De maneira mais resumida, o mesmo está dito no Exame 27, onde se registra que Vieira queria “fazer {lícitas, e} compatíveis coisas entre si encontradas, como é o ser juntamente Judeu, e Cristão, a lei de Cristo, com a de Moisés, e as cerimônias de uma, e outra; (…)”[3]

Tirante o malicioso evidente das frases, parece-me que a fortuna crítica de Vieira, desde então, tem sido menos precisa na determinação desse objetivo fundamental, diria mesmo, inalienável de seus escritos, qual seja o de favorecer deliberadamente a acomodação de “esperanças judaicas” com tópicas escriturais utilizadas pela tradição hermenêutica justamente para condená-las como “erro” e “perfídia”[4]. Apenas que, desta constatação, não se segue absolutamente a “má tenção” que, de maneira profundamente injusta, imputa-lhe o Tribunal. É rigorosamente inverossímil supor no Padre Antônio Vieira qualquer intenção dúbia em relação à fé ou à Igreja Católica, qualquer vontade herética “de se perverterem os Cristãos Católicos {e se confirmarem os Judeus em sua perfídia, e cegueira}”(como se anota no Exame 24)[5], desde que se tenha em mente o óbvio: a sua vida inteira dedicada às missões nas brenhas do Brasil, a renovada obediência que sempre prestou à Companhia, mesmo nos momentos difíceis em que esteve ameaçado de ser expulso de seu grêmio, e, enfim, a persistente preocupação com a “missão cristã de Portugal” no mundo, entendida como esforço de criação de condições favoráveis ao fortalecimento do reino e à expansão universal da fé.

Mesmo na matéria controvertida do Quinto Império, o paraíso terreal iminente cujo anúncio Vieira julga poder ler no corpo das Escrituras, nada nela contraditou jamais a aceitação do governo espiritual do Papa. Este fato, aliás, reconheceu-o a própria Inquisição portuguesa, em nova qualificação, de que foi relator Frei Teodósio da Cunha (1662-1742), doutor em Teologia, lente de Coimbra e membro dos Eremitas de Santo Agostinho.[6] Em documento precioso, datado de 25 de abril de 1729, dado à luz por Mário Nunes Costa, o agostiniano pronuncia-se da seguinte forma a respeito da possibilidade de se publicar a sentença da Inquisição contra Vieira, bem como a apologia que o jesuíta escrevera das proposições censuradas, que acabara por tornar ainda mais pesada a sentença:

“Li por mandado de V.Sria. este manuscritto, em que se contem  a sentença do Santo Officio dada contra o Pe. Antonio Vieyra da Compa. de Iesu, e lida publicamte. ao mesmo Pe. na sala do Santo Officio da cidade de Coimbra em 23 de dezembro de 1667; e juntamte. a Apologia das proposiçõis de que foy arguido o mesmo P. e sobre que cahio a sentença. E me parece que o tal manuscrito não contem couza alguma, por que deva ser prohibido (…)”[7].

● **O QUE SE PEDE**
Indique se cada afirmação abaixo está de acordo com o trecho sobre Vieira e a Inquisição, respondendo sim ou não e citando literalmente as palavras do trecho que decidem a questão.
1. Frei Teodósio da Cunha era doutor em Teologia e lente de Coimbra.
2. A sentença do Santo Ofício foi lida ao Padre Vieira na cidade de Lisboa.
3. O autor considera justa a "má tenção" que o Tribunal imputou a Vieira.
Os registros que vêm a seguir têm outra origem, sem relação com o trecho.

● **REGISTROS**
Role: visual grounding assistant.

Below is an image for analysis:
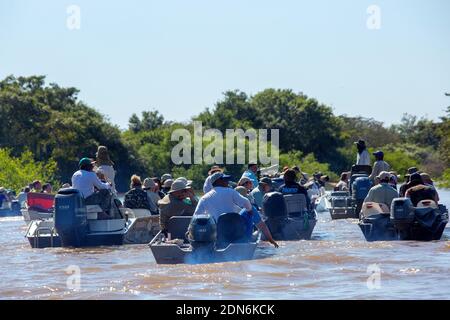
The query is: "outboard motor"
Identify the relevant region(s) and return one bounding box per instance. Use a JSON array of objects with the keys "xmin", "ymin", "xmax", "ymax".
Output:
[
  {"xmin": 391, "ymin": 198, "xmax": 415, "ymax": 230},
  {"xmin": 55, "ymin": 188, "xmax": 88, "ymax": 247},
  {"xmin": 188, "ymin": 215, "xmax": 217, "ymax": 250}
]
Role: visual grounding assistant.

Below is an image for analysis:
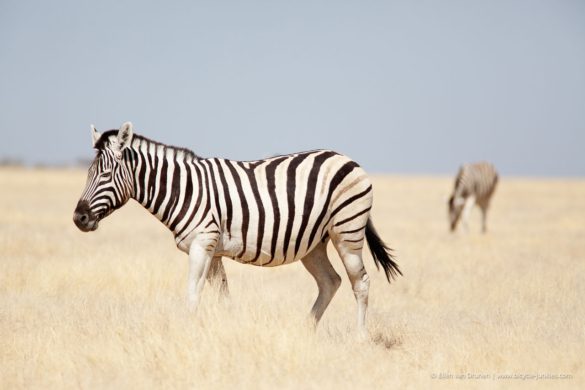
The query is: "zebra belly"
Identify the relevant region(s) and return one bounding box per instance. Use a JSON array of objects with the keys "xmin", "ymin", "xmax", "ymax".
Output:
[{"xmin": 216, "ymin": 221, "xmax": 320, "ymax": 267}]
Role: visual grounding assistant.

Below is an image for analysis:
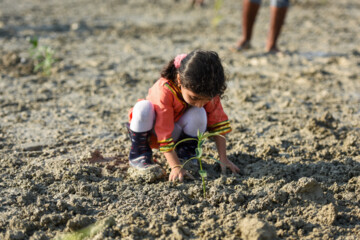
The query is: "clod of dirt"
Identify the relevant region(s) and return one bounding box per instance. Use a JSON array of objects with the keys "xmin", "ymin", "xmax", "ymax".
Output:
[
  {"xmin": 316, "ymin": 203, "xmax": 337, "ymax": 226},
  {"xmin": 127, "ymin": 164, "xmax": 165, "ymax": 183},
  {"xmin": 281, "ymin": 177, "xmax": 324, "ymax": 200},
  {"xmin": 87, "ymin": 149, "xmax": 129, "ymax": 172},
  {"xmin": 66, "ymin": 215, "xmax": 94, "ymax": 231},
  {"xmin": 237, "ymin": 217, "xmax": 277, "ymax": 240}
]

● **RESPOSTA**
1. Sim: "doutor em Teologia, lente de Coimbra e membro dos Eremitas de Santo Agostinho".
2. Não: "na sala do Santo Officio da cidade de Coimbra em 23 de dezembro de 1667".
3. Não: "de maneira profundamente injusta, imputa-lhe o Tribunal".